Problem: Below are the records; restate all of them word for word.

Natural-language object grounding data
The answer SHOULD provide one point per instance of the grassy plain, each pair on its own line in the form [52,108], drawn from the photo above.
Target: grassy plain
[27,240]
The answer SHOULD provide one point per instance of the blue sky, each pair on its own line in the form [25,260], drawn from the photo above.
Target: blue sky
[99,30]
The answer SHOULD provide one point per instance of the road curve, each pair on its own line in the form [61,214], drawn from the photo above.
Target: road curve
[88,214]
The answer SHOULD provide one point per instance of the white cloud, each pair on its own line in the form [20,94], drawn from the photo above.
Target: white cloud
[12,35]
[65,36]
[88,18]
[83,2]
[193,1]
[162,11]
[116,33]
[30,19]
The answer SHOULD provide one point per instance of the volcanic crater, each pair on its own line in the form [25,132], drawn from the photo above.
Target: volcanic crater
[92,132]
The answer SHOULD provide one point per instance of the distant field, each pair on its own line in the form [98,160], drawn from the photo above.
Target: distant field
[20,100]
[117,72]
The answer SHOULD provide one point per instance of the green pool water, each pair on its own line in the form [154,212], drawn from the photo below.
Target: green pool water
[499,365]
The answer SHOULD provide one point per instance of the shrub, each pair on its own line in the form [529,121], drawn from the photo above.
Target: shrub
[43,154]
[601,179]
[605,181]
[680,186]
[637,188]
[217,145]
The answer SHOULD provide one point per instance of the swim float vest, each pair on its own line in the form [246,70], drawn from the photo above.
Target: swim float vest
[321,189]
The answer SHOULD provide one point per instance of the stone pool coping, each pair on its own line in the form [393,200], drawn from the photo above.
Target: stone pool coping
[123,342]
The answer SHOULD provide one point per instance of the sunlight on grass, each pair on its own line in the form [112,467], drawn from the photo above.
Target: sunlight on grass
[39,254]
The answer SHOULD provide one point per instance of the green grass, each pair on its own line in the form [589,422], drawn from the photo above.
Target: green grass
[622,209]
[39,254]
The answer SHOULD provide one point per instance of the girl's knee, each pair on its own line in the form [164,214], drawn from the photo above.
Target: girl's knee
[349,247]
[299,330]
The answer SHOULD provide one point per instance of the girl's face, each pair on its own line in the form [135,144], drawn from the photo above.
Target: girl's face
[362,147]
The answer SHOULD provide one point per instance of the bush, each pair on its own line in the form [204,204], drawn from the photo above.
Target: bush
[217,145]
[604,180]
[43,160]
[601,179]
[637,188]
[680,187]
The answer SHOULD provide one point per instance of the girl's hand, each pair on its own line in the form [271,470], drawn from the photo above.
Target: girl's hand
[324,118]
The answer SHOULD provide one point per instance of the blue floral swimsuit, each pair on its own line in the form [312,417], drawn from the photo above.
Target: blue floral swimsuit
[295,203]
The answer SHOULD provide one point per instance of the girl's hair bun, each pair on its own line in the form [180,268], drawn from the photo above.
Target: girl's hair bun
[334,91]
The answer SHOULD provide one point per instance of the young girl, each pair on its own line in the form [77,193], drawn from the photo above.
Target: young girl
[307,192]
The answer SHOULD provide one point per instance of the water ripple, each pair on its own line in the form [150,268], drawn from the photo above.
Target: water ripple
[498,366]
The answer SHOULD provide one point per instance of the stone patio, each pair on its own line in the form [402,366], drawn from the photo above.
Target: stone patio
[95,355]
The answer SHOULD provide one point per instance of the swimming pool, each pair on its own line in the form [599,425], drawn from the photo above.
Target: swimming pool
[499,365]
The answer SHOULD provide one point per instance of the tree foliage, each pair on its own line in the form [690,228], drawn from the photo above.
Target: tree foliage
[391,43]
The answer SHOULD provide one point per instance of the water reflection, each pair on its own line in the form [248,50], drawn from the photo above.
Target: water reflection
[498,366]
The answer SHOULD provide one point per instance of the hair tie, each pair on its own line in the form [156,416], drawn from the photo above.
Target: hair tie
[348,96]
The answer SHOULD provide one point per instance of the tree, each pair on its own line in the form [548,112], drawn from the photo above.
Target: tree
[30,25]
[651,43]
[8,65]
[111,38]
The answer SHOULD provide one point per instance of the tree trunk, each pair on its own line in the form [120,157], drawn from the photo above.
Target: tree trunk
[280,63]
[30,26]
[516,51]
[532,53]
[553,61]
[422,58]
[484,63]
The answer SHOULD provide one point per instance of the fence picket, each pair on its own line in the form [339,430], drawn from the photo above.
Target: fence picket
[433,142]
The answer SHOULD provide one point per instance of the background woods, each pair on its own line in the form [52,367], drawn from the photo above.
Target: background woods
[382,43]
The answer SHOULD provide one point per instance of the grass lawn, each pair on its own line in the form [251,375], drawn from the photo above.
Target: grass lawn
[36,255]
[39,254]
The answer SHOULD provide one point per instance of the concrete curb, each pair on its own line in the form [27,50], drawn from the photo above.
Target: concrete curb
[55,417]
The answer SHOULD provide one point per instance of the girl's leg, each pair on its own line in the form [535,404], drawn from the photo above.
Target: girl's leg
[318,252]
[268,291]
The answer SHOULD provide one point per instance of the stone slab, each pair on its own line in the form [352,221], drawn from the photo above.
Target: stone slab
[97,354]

Exercise result:
The answer SHOULD provide one point per instance of the grassy plain, each pair on its own line in the form [52,108], drawn from the photo above.
Target: grassy plain
[27,240]
The answer SHOULD provide one point per instance of the blue sky, each pair on its own line in the form [25,260], drawn from the photo above.
Target: blue sky
[99,30]
The answer SHOULD provide one point per instance of the road curve, each pair on its own line in the form [61,214], drawn from the photo above.
Target: road curve
[88,214]
The answer SHOULD provide one point per instance of the white cloud, each pair on its own line in the form [20,94], drawn from the photo above.
Target: white cloud
[12,35]
[65,36]
[88,18]
[83,2]
[193,1]
[162,11]
[116,33]
[30,19]
The answer SHOULD provide one point per instance of the volcanic crater, each pair on its own line in the form [25,132], drawn from the photo above.
Target: volcanic crater
[92,132]
The answer SHOULD provide one point per instance of the distant field, each pair on its own line in the form [98,160], drawn from the photo above.
Target: distant field
[20,100]
[117,72]
The answer SHOULD provide one point per instance of the green pool water, each pair on its own line in the form [154,212], drawn from the photo below.
Target: green pool water
[499,365]
The answer SHOULD provide one point per instance of the shrub, each pair on its own line in the form [529,121], drawn from the photo above.
Target: shrub
[43,154]
[601,179]
[605,181]
[680,186]
[637,188]
[217,145]
The answer SHOULD provide one point per instance of the swim float vest, each pair on its own line in the form [246,70], drawn from the photo above.
Target: swim float vest
[321,189]
The answer SHOULD provide one point per instance of the stone pool coping, each pair on its own line in the form [393,200], drawn from the photo above.
Target: stone pool coping
[123,342]
The answer SHOULD provide one point per instance of the sunlight on grass, each pair on its own line in the form [112,467], drawn from the photo above.
Target: sunlight on grass
[39,254]
The answer SHOULD provide one point per instance of the green grass, each pair on its own line in the form [589,422], drawn from the photo above.
Target: green grass
[622,209]
[39,254]
The answer SHOULD provide one point per instance of the girl's knee, each pair on its own line in the form [164,214], drawn from the photo above.
Target: girl's knee
[349,247]
[299,330]
The answer SHOULD provide one point per instance of the girl's face, each pair on its own line in the form [135,144], drawn from the photo above.
Target: girl's face
[362,147]
The answer SHOULD provide one point per instance of the bush, each pair on its own line in the form [204,204], drawn from the photo above.
Target: bush
[217,145]
[604,180]
[43,160]
[601,179]
[637,188]
[680,187]
The answer SHOULD provide one point per instance of the girl's hand, each pair on its own line in the form [271,470], drawn from the photo above.
Target: girl's hand
[324,118]
The answer SHOULD provide one point per instance of the blue floral swimsuit, each pair on its own line in the form [312,417], drawn from the photo above.
Target: blue floral swimsuit
[295,203]
The answer SHOULD provide one point per instance of the girl's hair bun, each pair on its own line in the form [180,268], drawn from the photo above.
Target: girl's hair bun
[334,91]
The answer SHOULD provide one point per instance of the young girl, each pair on its own line in the form [77,193], drawn from the photo above.
Target: young girl
[307,192]
The answer SHOULD provide one point per instance of the water ripple, each pair on its own line in the form [150,268], drawn from the photo above.
Target: water ripple
[498,366]
The answer SHOULD provide one point per instance of the stone patio, each pair on its own line in the form [402,366], drawn from the photo above.
Target: stone patio
[95,355]
The answer SHOULD provide one point per instance of the swimming pool, each pair on its own line in the form [599,425], drawn from the photo above.
Target: swimming pool
[499,365]
The answer SHOULD provide one point per instance of the tree foliage, each pair on its own line in the form [690,228], drawn from the photo above.
Target: tree foliage
[391,43]
The answer SHOULD provide one point per instance of the water reflection, each pair on its own line in the form [248,50], drawn from the photo above.
Target: water reflection
[498,366]
The answer SHOULD provide one point per instance of the hair tie, each pair on its own line in the form [156,416], drawn from the photo above.
Target: hair tie
[348,96]
The answer SHOULD provide one point per instance of the tree, each pair on its own line in the form [548,112], drawn from the photo above.
Target: tree
[30,25]
[651,43]
[8,65]
[111,38]
The answer SHOULD provide one point per instance of the tree trunk, each pair on its own line in the form [120,157], drawn from the photo above.
Target: tree trunk
[280,63]
[30,26]
[516,51]
[532,53]
[553,61]
[422,58]
[484,63]
The answer SHOULD provide one point per instance of the fence picket, each pair on its own line in the form [339,430], drawn from the photo above.
Target: fence picket
[433,142]
The answer SHOULD provide one point per instance of the background woods, each pair on its own line in the form [52,367], drawn from the photo above.
Target: background woods
[382,43]
The answer SHOULD provide one point per instance of the grass lawn, each pair on its own line in the form [251,375], drawn from the photo above.
Target: grass lawn
[36,255]
[39,254]
The answer SHOULD provide one point per instance of the concrete curb, each pair on its own line in the form [27,50], drawn from the photo above.
Target: concrete curb
[55,417]
The answer SHOULD provide one point per instance of the girl's leg, each pair on its own line in the form [535,404], drawn from the photo above.
Target: girl's leg
[318,252]
[268,291]
The answer SHOULD provide one point per instance of the stone slab, each pair on its own line in the form [352,221], drawn from the photo above.
Target: stone slab
[97,354]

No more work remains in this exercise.